▶ [PROBLEM DETAILS]: Write out, precisely and in full, each line of the material.

▶ [THE INPUT]:
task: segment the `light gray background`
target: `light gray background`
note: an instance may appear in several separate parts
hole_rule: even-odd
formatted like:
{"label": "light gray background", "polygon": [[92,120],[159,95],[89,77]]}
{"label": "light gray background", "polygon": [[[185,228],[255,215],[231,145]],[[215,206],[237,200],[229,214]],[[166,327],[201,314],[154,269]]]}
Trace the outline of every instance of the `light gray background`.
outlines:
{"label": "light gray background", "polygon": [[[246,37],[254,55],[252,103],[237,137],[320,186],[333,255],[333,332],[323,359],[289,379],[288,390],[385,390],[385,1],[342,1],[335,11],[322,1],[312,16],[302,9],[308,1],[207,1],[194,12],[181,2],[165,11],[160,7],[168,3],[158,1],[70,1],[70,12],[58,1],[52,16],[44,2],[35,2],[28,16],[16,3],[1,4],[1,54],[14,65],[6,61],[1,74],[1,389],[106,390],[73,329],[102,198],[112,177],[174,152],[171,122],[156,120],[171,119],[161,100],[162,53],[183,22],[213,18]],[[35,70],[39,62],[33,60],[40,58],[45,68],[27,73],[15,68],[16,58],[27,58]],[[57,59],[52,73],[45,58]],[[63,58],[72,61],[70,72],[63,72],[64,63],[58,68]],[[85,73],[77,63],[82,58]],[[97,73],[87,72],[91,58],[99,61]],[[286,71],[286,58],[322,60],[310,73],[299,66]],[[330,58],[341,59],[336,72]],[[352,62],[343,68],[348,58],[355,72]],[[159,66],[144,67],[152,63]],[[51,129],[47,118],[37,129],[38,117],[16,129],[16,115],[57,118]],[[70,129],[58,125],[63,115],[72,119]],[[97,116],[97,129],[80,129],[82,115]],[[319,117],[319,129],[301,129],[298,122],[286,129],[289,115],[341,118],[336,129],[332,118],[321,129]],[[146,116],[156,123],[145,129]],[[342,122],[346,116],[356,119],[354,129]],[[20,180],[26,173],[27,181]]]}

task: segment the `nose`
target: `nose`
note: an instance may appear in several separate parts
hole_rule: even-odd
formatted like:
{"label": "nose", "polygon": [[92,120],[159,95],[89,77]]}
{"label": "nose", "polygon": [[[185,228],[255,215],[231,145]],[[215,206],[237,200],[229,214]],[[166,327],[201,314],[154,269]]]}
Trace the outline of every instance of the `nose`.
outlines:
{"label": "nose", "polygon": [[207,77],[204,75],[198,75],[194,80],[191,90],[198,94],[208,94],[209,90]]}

▶ [EXERCISE RESPONSE]:
task: segment the `light gray background`
target: `light gray background`
note: an instance may appear in several separate parts
hole_rule: even-odd
formatted like:
{"label": "light gray background", "polygon": [[92,120],[159,95],[89,77]]}
{"label": "light gray background", "polygon": [[[185,228],[255,215],[231,145]],[[215,206],[237,200],[229,214]],[[166,327],[201,314],[154,269]]]}
Trace the outline of every instance of the `light gray background`.
outlines:
{"label": "light gray background", "polygon": [[[246,37],[254,55],[252,103],[237,137],[320,186],[333,255],[333,332],[323,359],[289,379],[288,390],[385,390],[385,1],[342,1],[335,11],[322,1],[312,16],[302,9],[308,1],[207,1],[194,12],[181,2],[165,11],[160,7],[168,3],[158,1],[70,1],[70,12],[58,1],[52,16],[44,2],[35,2],[28,16],[16,3],[1,4],[1,54],[14,65],[6,61],[1,74],[1,389],[106,390],[73,329],[102,198],[112,177],[174,152],[171,122],[156,120],[171,119],[161,100],[162,53],[183,22],[213,18]],[[35,70],[39,62],[33,60],[40,58],[45,68],[27,73],[15,68],[16,58],[27,58]],[[57,59],[52,73],[45,58]],[[63,58],[72,61],[70,72],[63,72],[64,63],[58,68]],[[85,73],[77,63],[82,58]],[[97,73],[87,72],[91,58],[99,61]],[[286,71],[286,58],[322,60],[310,73],[299,66]],[[330,58],[341,59],[336,72]],[[352,62],[343,68],[348,58],[355,72]],[[159,66],[144,67],[152,63]],[[51,129],[47,118],[37,129],[38,117],[16,129],[16,115],[57,118]],[[70,129],[58,125],[63,115],[72,119]],[[97,116],[97,129],[80,129],[82,115]],[[319,117],[319,129],[301,129],[298,122],[286,129],[289,115],[341,118],[336,129],[332,118],[321,129]],[[146,116],[156,123],[145,129]],[[342,122],[346,116],[356,119],[354,129]],[[20,180],[26,173],[27,181]]]}

task: segment the `nose`
target: `nose`
note: an instance may appear in several separate parts
hole_rule: even-odd
formatted like:
{"label": "nose", "polygon": [[92,120],[159,95],[89,77]]}
{"label": "nose", "polygon": [[[185,228],[255,215],[231,145]],[[215,206],[237,200],[229,214]],[[166,327],[201,314],[154,269]]]}
Trace the outline of every instance of the `nose`.
outlines:
{"label": "nose", "polygon": [[207,77],[204,75],[198,75],[194,80],[191,90],[198,94],[208,94],[209,90]]}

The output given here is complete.